##### Materials provided

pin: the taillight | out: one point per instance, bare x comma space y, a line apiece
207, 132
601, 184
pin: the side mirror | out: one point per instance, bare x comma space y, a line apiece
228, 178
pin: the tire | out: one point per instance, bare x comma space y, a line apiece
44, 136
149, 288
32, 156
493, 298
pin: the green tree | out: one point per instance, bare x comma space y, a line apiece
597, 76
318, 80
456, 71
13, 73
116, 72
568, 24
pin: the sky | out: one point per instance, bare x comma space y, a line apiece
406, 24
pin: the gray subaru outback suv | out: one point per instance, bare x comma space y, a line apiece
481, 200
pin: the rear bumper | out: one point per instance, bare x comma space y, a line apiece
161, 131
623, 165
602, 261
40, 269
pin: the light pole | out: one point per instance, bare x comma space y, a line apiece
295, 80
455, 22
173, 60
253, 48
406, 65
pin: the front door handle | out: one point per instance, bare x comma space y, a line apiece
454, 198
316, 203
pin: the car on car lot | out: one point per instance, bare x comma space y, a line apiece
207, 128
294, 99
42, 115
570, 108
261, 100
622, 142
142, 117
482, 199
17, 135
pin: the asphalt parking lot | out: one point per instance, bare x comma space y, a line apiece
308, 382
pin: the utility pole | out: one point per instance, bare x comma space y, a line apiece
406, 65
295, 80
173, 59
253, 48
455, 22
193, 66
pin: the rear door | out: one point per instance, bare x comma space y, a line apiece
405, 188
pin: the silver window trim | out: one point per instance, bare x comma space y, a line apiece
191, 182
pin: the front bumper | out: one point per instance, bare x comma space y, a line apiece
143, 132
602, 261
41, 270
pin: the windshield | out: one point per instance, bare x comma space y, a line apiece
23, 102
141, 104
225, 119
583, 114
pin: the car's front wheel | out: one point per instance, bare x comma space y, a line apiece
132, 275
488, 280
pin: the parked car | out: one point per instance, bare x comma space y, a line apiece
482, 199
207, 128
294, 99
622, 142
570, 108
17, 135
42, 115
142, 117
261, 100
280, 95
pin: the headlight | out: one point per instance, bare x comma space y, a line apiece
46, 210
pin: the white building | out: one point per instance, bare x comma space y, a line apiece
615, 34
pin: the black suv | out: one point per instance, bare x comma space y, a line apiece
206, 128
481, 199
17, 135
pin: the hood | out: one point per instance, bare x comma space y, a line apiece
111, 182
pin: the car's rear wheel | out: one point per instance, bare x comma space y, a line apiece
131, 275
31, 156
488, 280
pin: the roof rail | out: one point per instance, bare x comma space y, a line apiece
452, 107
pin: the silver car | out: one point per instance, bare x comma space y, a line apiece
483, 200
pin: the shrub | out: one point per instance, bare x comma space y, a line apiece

##########

:: Given problem ::
Repeat the material in full, exactly as it stands.

:: Right answer ::
pin: the taillight | out: one point per instance, bare x comma space y, a line apiece
207, 132
601, 184
pin: the side mirror | out: one point per instance, bare x comma space y, a line apiece
228, 178
pin: the tire | out: one point per instance, bare x comma space y, a line apiece
44, 136
149, 288
32, 156
493, 298
pin: the green tree | out: one point per instance, bare x comma space y, a line apiece
597, 76
318, 80
456, 71
13, 73
116, 72
568, 24
pin: the sky | out: one point per instance, bare x comma space y, a line apiece
406, 24
pin: the gray subaru outback suv | out: one point per instance, bare x comma space y, a line apiece
481, 200
pin: the rear bumper | out: one point per instance, bare x comma space y, a line apiece
161, 131
623, 165
602, 261
40, 269
pin: the light pole | out: one point per instance, bare x comma space y, a line apiece
295, 80
455, 22
173, 60
253, 48
406, 65
pin: the front door handle | out: one point per instance, bare x comma space y, a line apiece
454, 198
316, 203
pin: the car on car lot | out: one point per instance, bare x comma space y, a line apiece
207, 128
294, 99
42, 115
570, 108
261, 100
622, 142
142, 117
482, 199
17, 135
pin: the asphalt parking lot | out: one point per instance, bare x comma space y, a line apiece
308, 382
pin: the utility pole | out: one point per instance, bare x comma space y, a line apiece
406, 65
295, 80
173, 59
253, 48
455, 22
193, 66
pin: the rear door | out: one point per instance, bare x comma space y, a line apiece
405, 188
pin: the silver window trim | out: one point per instance, bare x comma space y, a line apiece
191, 182
pin: the front bumper | out: one point per instance, bare x comma space y, a line apiece
143, 132
602, 261
41, 270
pin: the windshield | out: one point per instance, bare x comma space y, a line apiece
23, 102
141, 104
225, 119
583, 114
pin: the car's front wheel | out: one point per instance, bare x comma space y, a line apiece
132, 275
488, 280
pin: the parked car | out: one point per instance, bare x comma space y, a line apiece
482, 199
207, 128
294, 99
622, 142
570, 108
17, 135
42, 115
142, 117
261, 100
280, 95
pin: the headlight | out: one point per instance, bare x comma space y, a line apiece
46, 210
pin: the white building | out: one point per instance, bare x comma space y, a line apiece
615, 34
pin: the black suv | out: one point per instance, bare x comma space y, a line apiece
206, 128
481, 199
17, 135
pin: the hood | out: one point per instance, bare x comma space y, a line apiece
111, 182
pin: the car's rear wheel | out: one point per instance, bare x comma space y, a line apiece
131, 275
31, 156
488, 280
pin: the roof rail | out: one point per instance, bare x comma space y, a line apiece
452, 107
pin: the silver car | out: one point per instance, bare x comma space y, a line apiece
483, 200
pin: the shrub | out: one point per instance, bare x comma space y, a line apiece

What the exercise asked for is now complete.